## 課題
以下の本文に照らし、次の記述1.〜3.がそれぞれ本文の内容と一致するかを「はい」または「いいえ」で答え、判断の決め手となる本文の語句をそのまま引用してください。
1. バケット23を山積みされた土砂等に突っ込ませた場合、エンジンの実回転数は大きくドロップする。
2. 第3制御特性L3の傾きは、第1制御特性L1の傾きよりも急にされる。
3. 第1制御特性L1の傾きが大きいと、実エンジン回転数は速やかに戻る。

## 本文
━━━━━━━━━━━━━━━━━━━━

例えば、作業機1を前進させて山積みされた土砂等にバケット23を突っ込ませた場合には、エンジンの実回転数は大きくドロップしてしまうが、エンジンの実回転数が大きくドロップしたときに、第1制御特性L1の傾きが大きいと(ドロップ量に対する走行一次側圧力の降下量が大きいと)、エンジン29のトルクが足りなくて実エンジン回転数が戻るのが遅い。そこで、第1制御特性L1におけるドロップ量の過大な領域である第3制御特性L3の傾きを第1制御特性L1の傾きよりも緩くする(ドロップ量に対する走行一次圧の降下量を少なくする)ことにより、エンジン回転数が極端に大きくドロップしたあとにエンジンの実回転数が復帰しやすくなり、山積みされた土砂等にバケット23を突っ込ませた後に、バックで出ようとしたときに、速やかにバックすることができる。

━━━━━━━━━━━━━━━━━━━━

## 資料抜粋

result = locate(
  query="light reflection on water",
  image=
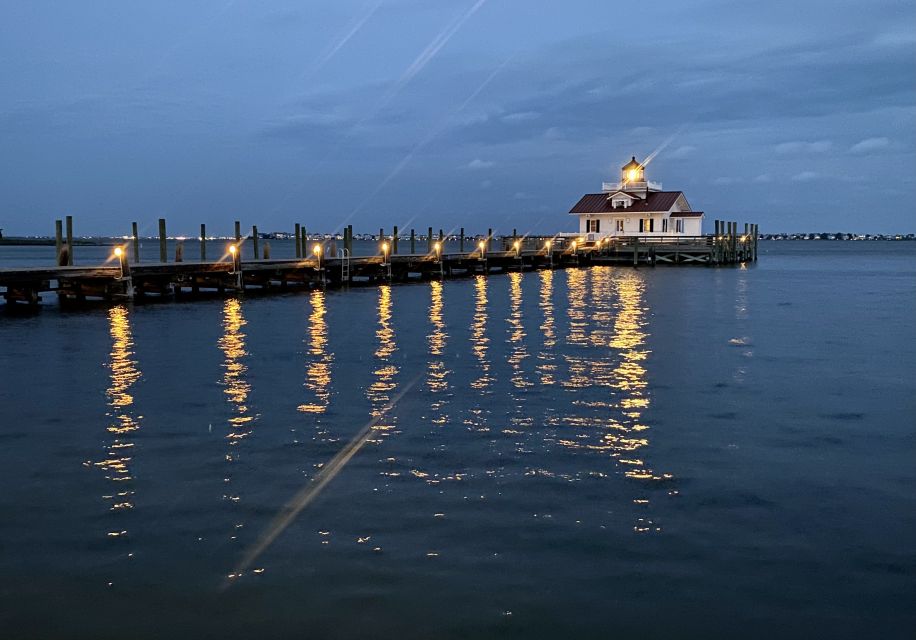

━━━━━━━━━━━━━━━━━━━━

## 回答
1. はい。「エンジンの実回転数は大きくドロップしてしまう」
2. いいえ。「第3制御特性L3の傾きを第1制御特性L1の傾きよりも緩くする」
3. いいえ。「エンジン29のトルクが足りなくて実エンジン回転数が戻るのが遅い」